== Supplied records

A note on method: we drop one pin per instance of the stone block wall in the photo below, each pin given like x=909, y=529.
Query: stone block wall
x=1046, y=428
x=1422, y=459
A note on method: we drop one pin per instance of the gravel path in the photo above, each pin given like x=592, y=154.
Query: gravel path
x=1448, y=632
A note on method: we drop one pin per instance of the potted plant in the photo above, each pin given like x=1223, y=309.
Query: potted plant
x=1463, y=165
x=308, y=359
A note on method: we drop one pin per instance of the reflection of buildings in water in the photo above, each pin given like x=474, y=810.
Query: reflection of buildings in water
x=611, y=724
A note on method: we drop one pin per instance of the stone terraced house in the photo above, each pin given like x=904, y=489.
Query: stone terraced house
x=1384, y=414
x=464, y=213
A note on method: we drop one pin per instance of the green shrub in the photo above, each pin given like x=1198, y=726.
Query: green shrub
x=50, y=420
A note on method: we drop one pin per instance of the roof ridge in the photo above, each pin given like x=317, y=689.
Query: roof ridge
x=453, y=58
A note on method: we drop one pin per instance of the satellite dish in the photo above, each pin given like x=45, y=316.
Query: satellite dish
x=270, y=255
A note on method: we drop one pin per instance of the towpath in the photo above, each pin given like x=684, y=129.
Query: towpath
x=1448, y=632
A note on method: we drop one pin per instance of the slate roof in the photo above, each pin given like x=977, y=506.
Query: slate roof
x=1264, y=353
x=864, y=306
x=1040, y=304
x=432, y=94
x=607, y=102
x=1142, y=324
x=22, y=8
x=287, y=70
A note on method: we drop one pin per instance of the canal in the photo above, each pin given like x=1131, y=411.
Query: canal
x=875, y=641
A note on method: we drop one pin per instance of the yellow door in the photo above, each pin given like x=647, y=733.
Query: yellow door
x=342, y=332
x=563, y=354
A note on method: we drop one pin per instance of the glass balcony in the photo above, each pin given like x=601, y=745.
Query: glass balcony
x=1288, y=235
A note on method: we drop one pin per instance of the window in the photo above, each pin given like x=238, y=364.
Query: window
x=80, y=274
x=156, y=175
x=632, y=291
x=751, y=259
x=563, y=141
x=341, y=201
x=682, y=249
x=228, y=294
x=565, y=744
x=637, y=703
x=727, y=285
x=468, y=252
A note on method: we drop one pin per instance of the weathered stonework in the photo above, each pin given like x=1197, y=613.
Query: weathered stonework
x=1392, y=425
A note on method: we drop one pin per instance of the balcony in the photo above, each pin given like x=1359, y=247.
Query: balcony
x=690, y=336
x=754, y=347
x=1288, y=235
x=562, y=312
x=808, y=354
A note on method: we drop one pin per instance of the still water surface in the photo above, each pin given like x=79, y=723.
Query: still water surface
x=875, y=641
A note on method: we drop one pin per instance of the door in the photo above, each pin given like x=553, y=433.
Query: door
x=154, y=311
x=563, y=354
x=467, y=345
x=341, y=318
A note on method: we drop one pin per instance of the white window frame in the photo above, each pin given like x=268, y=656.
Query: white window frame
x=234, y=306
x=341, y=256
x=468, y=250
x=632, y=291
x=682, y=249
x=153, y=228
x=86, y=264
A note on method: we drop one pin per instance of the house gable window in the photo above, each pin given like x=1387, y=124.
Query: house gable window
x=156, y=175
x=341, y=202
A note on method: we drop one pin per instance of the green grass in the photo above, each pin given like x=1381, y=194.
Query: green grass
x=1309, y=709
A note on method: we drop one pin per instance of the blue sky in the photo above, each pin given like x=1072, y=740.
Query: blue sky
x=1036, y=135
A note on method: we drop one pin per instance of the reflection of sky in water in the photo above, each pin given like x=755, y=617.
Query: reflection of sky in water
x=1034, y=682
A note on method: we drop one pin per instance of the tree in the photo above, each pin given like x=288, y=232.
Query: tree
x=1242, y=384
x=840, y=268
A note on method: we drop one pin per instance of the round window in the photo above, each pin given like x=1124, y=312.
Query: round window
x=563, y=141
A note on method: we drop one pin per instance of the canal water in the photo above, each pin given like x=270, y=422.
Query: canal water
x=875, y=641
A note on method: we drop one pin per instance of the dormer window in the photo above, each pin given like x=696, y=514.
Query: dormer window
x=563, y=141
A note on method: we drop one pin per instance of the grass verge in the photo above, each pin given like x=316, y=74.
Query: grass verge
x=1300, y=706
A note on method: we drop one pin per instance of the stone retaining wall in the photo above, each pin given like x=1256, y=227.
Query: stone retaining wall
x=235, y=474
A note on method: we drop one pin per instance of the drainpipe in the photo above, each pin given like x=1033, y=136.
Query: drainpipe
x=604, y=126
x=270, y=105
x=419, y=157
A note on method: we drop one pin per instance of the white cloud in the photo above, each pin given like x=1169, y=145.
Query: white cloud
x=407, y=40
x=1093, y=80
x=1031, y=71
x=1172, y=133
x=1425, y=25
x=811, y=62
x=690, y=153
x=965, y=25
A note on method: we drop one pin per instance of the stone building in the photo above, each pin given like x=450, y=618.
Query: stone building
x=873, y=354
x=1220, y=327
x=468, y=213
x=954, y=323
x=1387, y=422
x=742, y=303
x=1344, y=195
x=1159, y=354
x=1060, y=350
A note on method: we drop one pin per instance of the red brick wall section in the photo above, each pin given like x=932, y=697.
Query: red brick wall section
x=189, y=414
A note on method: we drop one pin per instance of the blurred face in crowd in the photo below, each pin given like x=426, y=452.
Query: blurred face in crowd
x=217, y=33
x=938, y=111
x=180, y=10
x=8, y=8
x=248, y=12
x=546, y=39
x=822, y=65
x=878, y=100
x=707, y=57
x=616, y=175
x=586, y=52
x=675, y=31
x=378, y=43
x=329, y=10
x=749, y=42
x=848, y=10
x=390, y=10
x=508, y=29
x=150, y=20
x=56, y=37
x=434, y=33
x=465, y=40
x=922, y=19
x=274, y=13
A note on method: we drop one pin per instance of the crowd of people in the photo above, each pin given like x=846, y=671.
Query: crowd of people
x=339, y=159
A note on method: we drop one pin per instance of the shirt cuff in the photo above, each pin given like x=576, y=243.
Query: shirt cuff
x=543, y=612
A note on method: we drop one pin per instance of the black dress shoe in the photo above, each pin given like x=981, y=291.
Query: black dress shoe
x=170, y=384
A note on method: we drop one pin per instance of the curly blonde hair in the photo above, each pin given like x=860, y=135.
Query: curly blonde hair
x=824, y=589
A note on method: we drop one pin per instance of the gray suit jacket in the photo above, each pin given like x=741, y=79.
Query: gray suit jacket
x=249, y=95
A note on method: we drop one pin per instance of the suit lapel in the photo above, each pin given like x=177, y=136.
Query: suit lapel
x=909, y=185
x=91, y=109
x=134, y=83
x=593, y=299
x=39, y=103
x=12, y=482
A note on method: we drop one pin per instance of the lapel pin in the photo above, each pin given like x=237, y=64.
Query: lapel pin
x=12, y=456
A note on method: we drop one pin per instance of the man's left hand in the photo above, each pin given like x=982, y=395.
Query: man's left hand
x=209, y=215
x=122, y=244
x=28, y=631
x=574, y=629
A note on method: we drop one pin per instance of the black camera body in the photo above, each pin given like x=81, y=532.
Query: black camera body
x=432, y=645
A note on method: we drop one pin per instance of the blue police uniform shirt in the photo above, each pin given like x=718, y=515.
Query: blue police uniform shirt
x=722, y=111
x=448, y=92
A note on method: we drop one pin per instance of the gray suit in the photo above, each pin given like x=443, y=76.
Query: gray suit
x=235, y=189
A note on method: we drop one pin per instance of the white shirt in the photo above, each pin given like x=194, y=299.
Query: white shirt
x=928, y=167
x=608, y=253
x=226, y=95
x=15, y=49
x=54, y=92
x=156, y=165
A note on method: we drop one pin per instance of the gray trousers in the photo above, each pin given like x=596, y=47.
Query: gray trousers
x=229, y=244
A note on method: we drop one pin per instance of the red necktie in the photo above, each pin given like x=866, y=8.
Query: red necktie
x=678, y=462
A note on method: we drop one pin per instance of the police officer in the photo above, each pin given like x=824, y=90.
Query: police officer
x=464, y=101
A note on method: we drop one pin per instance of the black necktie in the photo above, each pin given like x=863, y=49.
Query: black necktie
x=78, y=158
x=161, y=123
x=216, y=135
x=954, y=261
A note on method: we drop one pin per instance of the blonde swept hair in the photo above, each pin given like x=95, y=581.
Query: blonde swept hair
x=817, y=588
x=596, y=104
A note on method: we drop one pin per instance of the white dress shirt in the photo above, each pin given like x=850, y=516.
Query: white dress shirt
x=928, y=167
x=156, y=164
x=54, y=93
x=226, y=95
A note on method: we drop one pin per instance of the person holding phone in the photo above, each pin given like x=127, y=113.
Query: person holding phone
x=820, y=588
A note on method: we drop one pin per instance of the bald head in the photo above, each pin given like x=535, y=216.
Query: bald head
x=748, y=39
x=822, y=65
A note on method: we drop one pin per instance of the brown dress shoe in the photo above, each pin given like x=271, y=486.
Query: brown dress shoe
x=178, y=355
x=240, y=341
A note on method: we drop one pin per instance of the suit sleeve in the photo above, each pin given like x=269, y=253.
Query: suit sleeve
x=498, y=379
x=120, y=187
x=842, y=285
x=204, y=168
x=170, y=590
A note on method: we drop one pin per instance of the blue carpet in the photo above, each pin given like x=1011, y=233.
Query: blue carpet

====

### [Exercise requirements]
Each line in the listing above from the one containing "like x=316, y=74." through the one containing "like x=932, y=697." should be repeated exactly, and no other line.

### [Task answer]
A note on method: we drop one pin per instance of the grass verge in the photo above, each pin given like x=316, y=74.
Query: grass verge
x=1300, y=706
A note on method: we drop one pin per instance of the stone retaining wall in the photo above, each pin given like x=1256, y=227.
Query: stone retaining wall
x=235, y=474
A note on method: we drop one pin per instance of the drainpipe in the photo above, each pin given like x=1033, y=136.
Query: drainpipe
x=604, y=126
x=270, y=105
x=419, y=157
A note on method: we drop one pin per instance of the white cloud in the photo above, each pin given like x=1169, y=145.
Query: white cloud
x=407, y=40
x=1093, y=80
x=1031, y=71
x=1172, y=133
x=1425, y=25
x=811, y=62
x=690, y=153
x=965, y=25
A note on method: we drop one pin per instance of the stone building in the photo above, each pin given like x=450, y=618.
Query: stone building
x=873, y=354
x=1220, y=327
x=468, y=213
x=954, y=323
x=1387, y=422
x=742, y=303
x=1344, y=195
x=1159, y=354
x=1060, y=350
A note on method: we drop one pin per instance of the red brick wall section in the photo above, each pin given like x=932, y=697.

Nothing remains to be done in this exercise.